***** SOURCE DATA

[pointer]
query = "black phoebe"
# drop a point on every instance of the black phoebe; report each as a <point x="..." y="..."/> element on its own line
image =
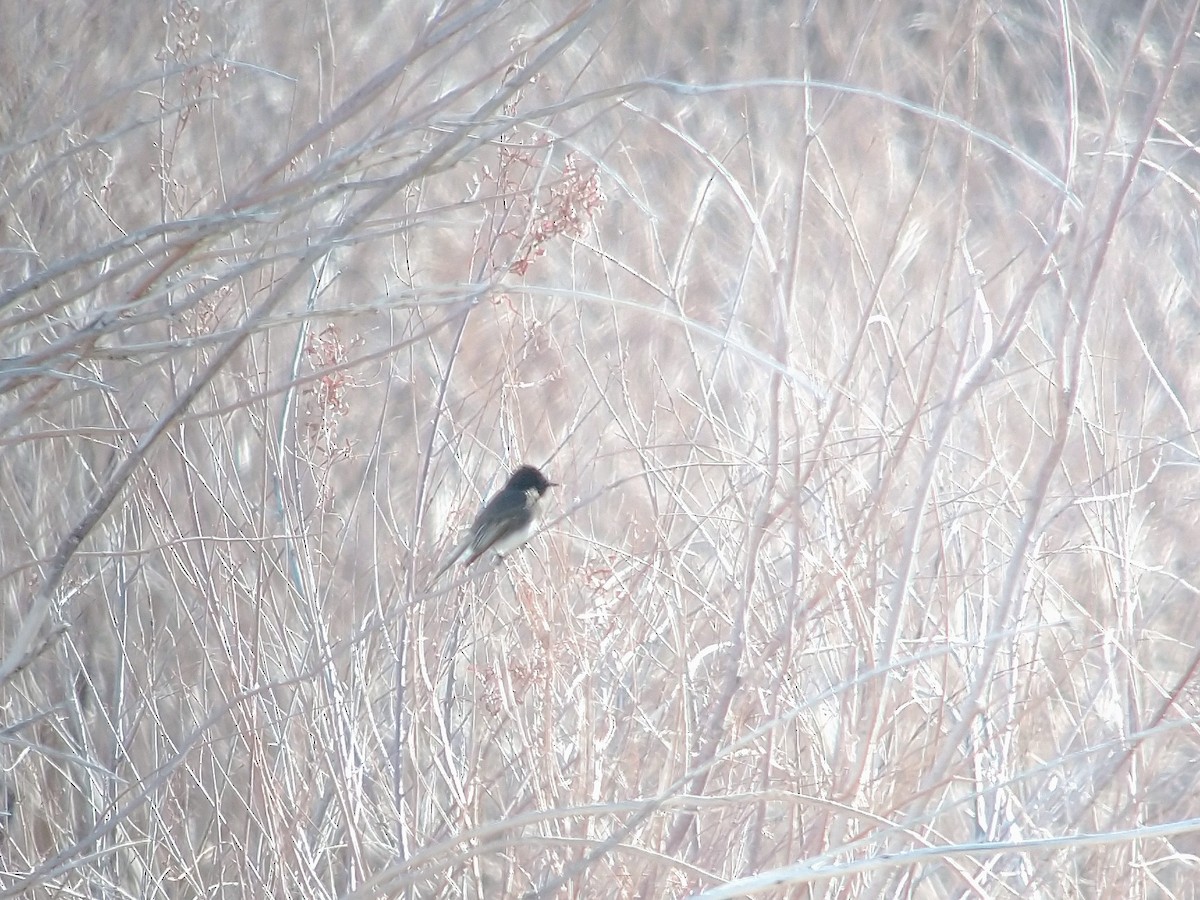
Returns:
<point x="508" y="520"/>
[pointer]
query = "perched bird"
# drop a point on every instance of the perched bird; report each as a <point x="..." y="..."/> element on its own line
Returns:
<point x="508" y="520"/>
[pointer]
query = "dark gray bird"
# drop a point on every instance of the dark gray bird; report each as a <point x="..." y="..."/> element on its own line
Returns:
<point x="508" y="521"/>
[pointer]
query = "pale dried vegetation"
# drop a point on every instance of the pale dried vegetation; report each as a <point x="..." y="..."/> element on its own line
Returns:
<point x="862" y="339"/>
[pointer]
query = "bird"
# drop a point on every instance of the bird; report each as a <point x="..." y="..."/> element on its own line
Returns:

**********

Print the listing above in full, exactly as written. Omit any pictures.

> [FINAL RESULT]
[pointer]
query = "black phoebe"
# drop a point on every instance of the black phoebe; report each as a <point x="..." y="..."/> element on its own line
image =
Returns:
<point x="508" y="520"/>
[pointer]
query = "perched bird"
# drop a point on every instance of the perched bird; report each as a <point x="..." y="..."/> element on its own line
Returns:
<point x="508" y="520"/>
[pointer]
query = "dark gray bird"
# drop a point on every instance of the dark gray bird; report each as a <point x="..." y="..."/> element on its own line
Returns:
<point x="508" y="521"/>
[pointer]
query = "pale dried vegetation"
# drop a point on every instance of the pale dried vegetation; report each as a <point x="..." y="..."/> element on its own line
Returns:
<point x="862" y="339"/>
[pointer]
query = "bird"
# drop a point on every instance of the bird; report each as a <point x="..." y="..."/> element on its own line
Returns:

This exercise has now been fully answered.